Complete the following =>
**A)** Set down the wooden horn thread word for word, everything from "It is possible" down to "properly configured curvature.".
**B)** In the forum thread on turned wooden horns, how many hours of lathe work went into each horn?
**C)** Extend the forum thread on turned wooden horns, picking up right after its last sentence.

Once you get to 5 posts, PM Sonnie and ask him about advertising and business arrangements. Sadly we have to take a firm stand on advertising or solicitation -- but don't worry, you weren't banned. It was clear you were just testing the markets and not spamming.

Hopefully anyone interested in wooden horns can comment here.

Welcome to the Shack! :wave:


----------



## Lucky7! (Jan 7, 2008)

Very nice workmanship there on the horns. They look about the size of the trax I had made for my system some years ago, but much prettier than the layered MDF I used. Mine were a 270Hz Fc for an intended usage >400Hz. The guy who turned them swore he'd never do another pair because it was so hard to get the throat section correct.


----------



## lmcl5150 (Sep 23, 2010)

Hi A9X, Thanks for the compliments. I can fully appreciate why your turner said he didn't want to do more, that throat is a bear. Trying to get a tool down it without catastrophy is near to impossible. On one of my earlier turnings I was holding the tool with my right hand and needed to blow the cuttings out so I could see what I was doing. I carefully took off the pressure on the tool and tried to maintain my position while I reached over with my left for the air gun. All at once the junky chinese airchuck on the hose popped lose and the hose struck my forehead. That caused me to jam the tool into the work. Of course in that close confined space the tool rotated around my hand and the tool rest and tried to make a pretzle out of my arm. Luckily the force of the tool getting behind the rest was great enough to rip the work from the faceplate and it flew off my hand. I lost a turning but was only down for a few days with a few bruises and very sore wrist. 

It is possible if you posted anything about your horns online they might have been part of my inspiration for these. I looked at numerous discussions of round tractrix horns turned from MDF before taking on these. I have worked with wood all my life so the thought of trying to turn and subsequently have to finish MDF just didn't sound like fun at all. The MDF has such a tendency to fragment when cut across it's edge that I could see endless hours of sanding sealer and resanding to get them where I felt they needed to be, and the porous surface that would likely result if they were not smoothed out entirely did not seem very functional since a great part of the tractrix ability to work without coloring the sound comes from a very consistent smooth and properly configured curvature.

I actually tried at first to turn these from a solid piece of black walnut to eliminate the time consuming glue up, but I new that if the wood was allowed to dry I would be turning across a bunch of cracks. I hoped using it green that I might get the shaping done and then immediately put a finish on them to slow the drying and hopefully prevent major cracking. I think you can guess the result. They lasted a few weeks fine, but then the weather got hot and I turned on the air conditioner and all at once they virtually ripped apart. The green wood could not take the dehumidifying effect of the air conditioner. I turned two sets of them from the walnut, then I turned a set from a huge block of sycamore which turned out perfect, but it later actually shrunk over an inch and a half ruining the audio qualities. I finally broke down and located this well dried red cedar and spent the time to do the glue up. The end result turned out beautifully but the dry cedar was a devil to turn. One area would cut like butter and then a knot or a pocket would come around and just about take the tool out of my hand. I figure I have over 14 hours of lathe work in each horn.

Rows =>
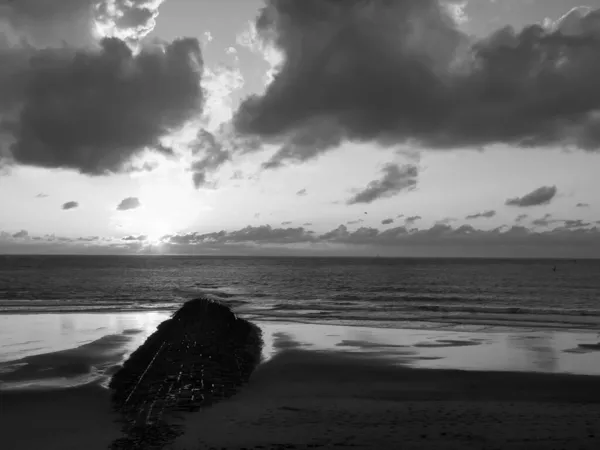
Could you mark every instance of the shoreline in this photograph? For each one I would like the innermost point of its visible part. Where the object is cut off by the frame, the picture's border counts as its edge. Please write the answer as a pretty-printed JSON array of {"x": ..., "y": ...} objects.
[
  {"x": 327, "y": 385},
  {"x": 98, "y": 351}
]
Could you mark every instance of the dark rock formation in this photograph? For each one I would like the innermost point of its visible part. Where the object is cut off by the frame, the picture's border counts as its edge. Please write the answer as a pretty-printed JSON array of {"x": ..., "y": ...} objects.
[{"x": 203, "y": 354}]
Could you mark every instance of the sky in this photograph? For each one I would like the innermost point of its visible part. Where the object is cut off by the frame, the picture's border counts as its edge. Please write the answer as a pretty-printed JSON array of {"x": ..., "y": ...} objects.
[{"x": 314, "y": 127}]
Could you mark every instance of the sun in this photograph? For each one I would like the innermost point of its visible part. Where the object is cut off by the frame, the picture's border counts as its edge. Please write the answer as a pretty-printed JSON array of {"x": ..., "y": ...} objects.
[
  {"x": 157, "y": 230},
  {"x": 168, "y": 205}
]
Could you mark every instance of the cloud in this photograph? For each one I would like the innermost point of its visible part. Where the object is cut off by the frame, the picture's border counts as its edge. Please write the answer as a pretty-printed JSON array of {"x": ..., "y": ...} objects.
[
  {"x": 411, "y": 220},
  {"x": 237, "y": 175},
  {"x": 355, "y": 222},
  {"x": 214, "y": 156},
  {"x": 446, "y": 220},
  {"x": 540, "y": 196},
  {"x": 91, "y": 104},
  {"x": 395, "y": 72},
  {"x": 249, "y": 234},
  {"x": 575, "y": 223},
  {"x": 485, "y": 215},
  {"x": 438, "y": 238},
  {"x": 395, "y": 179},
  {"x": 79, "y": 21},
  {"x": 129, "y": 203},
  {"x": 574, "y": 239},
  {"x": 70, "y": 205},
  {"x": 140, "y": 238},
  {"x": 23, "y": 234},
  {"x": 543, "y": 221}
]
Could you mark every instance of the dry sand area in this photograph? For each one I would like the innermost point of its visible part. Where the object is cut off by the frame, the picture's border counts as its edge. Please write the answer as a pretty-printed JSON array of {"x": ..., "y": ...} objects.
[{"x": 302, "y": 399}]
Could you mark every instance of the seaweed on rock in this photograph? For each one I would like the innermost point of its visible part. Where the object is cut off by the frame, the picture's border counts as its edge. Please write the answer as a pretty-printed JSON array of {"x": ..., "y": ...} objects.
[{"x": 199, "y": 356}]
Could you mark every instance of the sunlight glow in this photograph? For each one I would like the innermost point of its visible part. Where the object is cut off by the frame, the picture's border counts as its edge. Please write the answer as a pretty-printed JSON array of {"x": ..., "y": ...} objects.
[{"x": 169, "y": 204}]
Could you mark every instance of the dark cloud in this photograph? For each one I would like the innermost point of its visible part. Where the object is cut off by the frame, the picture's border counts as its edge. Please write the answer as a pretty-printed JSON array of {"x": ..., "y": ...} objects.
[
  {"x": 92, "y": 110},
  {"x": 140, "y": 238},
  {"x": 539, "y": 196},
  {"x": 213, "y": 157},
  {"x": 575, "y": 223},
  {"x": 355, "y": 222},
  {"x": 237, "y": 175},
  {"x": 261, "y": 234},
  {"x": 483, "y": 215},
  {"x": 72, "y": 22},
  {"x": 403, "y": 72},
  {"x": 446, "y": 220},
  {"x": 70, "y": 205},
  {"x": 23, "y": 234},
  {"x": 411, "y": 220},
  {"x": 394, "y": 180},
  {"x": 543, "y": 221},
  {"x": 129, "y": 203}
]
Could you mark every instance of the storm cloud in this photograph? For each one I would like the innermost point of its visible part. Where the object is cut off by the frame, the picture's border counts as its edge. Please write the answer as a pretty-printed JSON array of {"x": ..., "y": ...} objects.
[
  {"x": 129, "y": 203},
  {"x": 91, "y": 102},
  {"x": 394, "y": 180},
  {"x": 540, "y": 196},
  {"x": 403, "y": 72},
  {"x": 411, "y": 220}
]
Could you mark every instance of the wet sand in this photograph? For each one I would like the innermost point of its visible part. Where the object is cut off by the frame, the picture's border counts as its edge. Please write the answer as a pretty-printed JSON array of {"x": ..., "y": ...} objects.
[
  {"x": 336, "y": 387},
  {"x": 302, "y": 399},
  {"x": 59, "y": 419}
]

Answers to the exercise =>
**A)**
It is possible if you posted anything about your horns online they might have been part of my inspiration for these. I looked at numerous discussions of round tractrix horns turned from MDF before taking on these. I have worked with wood all my life so the thought of trying to turn and subsequently have to finish MDF just didn't sound like fun at all. The MDF has such a tendency to fragment when cut across it's edge that I could see endless hours of sanding sealer and resanding to get them where I felt they needed to be, and the porous surface that would likely result if they were not smoothed out entirely did not seem very functional since a great part of the tractrix ability to work without coloring the sound comes from a very consistent smooth and properly configured curvature.

**B)** Over 14 hours.

**C)**
It actually was the difficulty in doing these that has made me consider tooling up and building these commercially. I have read article after article about the tractrix's ability to produce a very clean and uncolored sound, and these two confirmed everything I have read far beyond my expectations. I had a friend over listening to these a few weeks ago. He loved Copeland's "Fanfare For the Common Man", he had listened to it hundreds of times over the years. He sat there in silence till it was done, and then just shook his head and said he was hearing instruments in it that he never even realized were there before. I am personally sold on the tractrix! I know I have never been satisfied with the higher notes from any tweeter. They are always nearly inaudible, or they are too harsh and tinny. These horns are clean throughout there range and have no need of tweeters. The same seems to apply for the mid-bass of the transmission lines below the horns. They sacrifice a certain amount of efficiency as all TL's do, but the their clean output coupled with the immense bass of the DTS clones and the beautiful mid's and highs of the horns produces an incredibly clean audio, and with the thorough control of an active crossover and digital equalizer I don't think they can be easily matched.

Doing these has been a real learning experience. I have looked high and low online and the only commercially available units I have located are overpriced fiberglass castings. They probably sound very nice, but that just seems ticky-tacky to me. These cedar horns are more than just a speaker; they are a piece of furniture. I would love to build some from a combination of green heart and purple heart or other exotic hardwoods. There are so many different beautiful woods that they could be done with, and a nearly endless realm of possible patterns to be produced by different glue up layouts. I believe that a lot of people would like to have a good quality horn like these, but very few are up to the challenge of turning them themselves. The difficulty of doing these by hand also pretty much eliminates that as a viable method of commercial production, beyond the time factor, there is also too great a possibility of a slip right at the end of a long turning session destroying the stock and ruining a couple of days of hard work. but I believe that being turned with CNC could produce a very good product at a price point that people could actually justify. I would very much like to hear from anyone who has an opinion on the viability of starting a business building these. The cost of setup is so great that I would have to sell everything I own that could bring in some funds, including what's in these photos to be able to build a CNC machine. If I felt that there would likely be a viable market I might take the risk and set up a machine to do these as a business. If you are reading this and have an opinion on the viability of doing this please chime in and give me your thought on these as a product.

Regards, Les


----------



## SAY IT LOUD (Jun 24, 2008)

Yes the craftsmanship on the horns is WOW


----------



## lmcl5150 (Sep 23, 2010)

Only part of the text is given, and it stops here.